(Point placement lines)
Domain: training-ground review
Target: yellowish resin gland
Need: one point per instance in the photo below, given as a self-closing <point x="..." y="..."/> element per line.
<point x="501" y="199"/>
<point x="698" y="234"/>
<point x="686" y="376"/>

--

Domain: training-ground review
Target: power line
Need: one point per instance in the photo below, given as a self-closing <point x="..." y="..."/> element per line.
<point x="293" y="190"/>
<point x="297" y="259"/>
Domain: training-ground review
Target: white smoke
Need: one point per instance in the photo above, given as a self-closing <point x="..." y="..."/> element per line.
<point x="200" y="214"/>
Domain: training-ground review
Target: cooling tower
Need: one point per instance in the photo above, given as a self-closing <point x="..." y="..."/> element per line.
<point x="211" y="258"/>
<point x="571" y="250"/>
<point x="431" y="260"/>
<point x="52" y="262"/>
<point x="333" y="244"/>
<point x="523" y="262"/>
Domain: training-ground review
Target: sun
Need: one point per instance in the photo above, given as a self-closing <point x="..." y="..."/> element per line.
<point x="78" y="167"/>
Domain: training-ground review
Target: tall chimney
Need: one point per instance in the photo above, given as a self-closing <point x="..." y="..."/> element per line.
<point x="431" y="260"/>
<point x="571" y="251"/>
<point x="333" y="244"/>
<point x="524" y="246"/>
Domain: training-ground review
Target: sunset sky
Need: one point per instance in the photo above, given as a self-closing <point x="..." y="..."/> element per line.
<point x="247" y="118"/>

## Written exercise
Pull out each line above that contains the string "Target", copying every such line in full.

## Result
Target: yellowish resin gland
Target: power line
Target: white smoke
Target: cooling tower
Target: sun
Target: tall chimney
Target: sunset sky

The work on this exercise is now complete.